Анна Берсенева. "50 оттенков серого" меня не увлекли!"
Если неискушённому читателю назвать имя Татьяны Сотниковой, большинство лишь недоумённо пожмёт плечами. Но стоит объяснить, что Татьяна давно пишет под псевдонимом "Анна Берсенева", и те же люди начнут сыпать восторженными отзывами, поскольку Берсенева давно и прочно вышла на рынок отечественной литературы и по праву считается одной из лучших писательниц России. Кроме этого в заслуги Берсеневой можно записать громкий успех сериала "Орлова и Александров", где она была автором сценария вместе с супругом, а также то, что именно она много лет назад дала путёвку в жизнь писательнице Дарье Донцовой.
Её книги – это история целых поколений в различных жизненных ситуациях, не надуманные, не наигранные, наполненные искренностью и подлинными чувствами, – тем, что делает из Берсеневой звезду номер один в жанре современного женского романа.

ЗАПИСАННЫЕ ДАННЫЕ:
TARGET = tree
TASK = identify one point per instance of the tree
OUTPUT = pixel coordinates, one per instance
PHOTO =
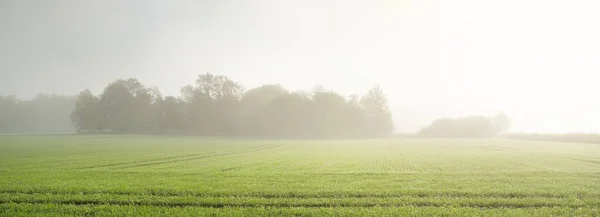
(85, 116)
(378, 116)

ЗАДАНИЯ:
1 – Перескажите отрывок об Анне Берсеневой в двух предложениях.
2 – Продолжите отрывок об Анне Берсеневой, начиная сразу после его последнего предложения.

ОТВЕТЫ К ЗАДАНИЯМ:
1 – Анна Берсенева — псевдоним Татьяны Сотниковой, которую по праву считают одной из лучших писательниц России; вместе с мужем она написала сценарий сериала «Орлова и Александров», а много лет назад дала путёвку в жизнь Дарье Донцовой. Её книги рассказывают о целых поколениях искренне и без надуманности, и это делает её звездой номер один в жанре современного женского романа.

2 –
– Анна, у вас огромный опыт написания романов о любви, причём романов вкусных, отличных от большинства и совершенно не похожих на смехотворные творения о графинях и садовниках. Существует ли какой-то рецепт, как написать отличный роман о любви и не скатиться в пошлость?
– Вкусными я бы ничьи книги не назвала. Это только о еде можно сказать, по-моему. А рецептов в творчестве не существует вообще. Когда ты начинаешь работать над текстом (картиной, спектаклем и тому подобным), начинает работать твоя личность. Всё, что ты уже прочитал, пережил, подумал, почувствовал к тому моменту, когда работа началась. Имитировать всё это невозможно, приобрести по инструкции – тоже. Так что нет рецептов, нет.
– Ваши книги довольно откровенны, изобилуют постельными сценами, но при этом вы умудряетесь балансировать на грани, не скатываясь в откровенное порно. Читали ли вы книгу "50 оттенков серого", и если да, что думаете о ней?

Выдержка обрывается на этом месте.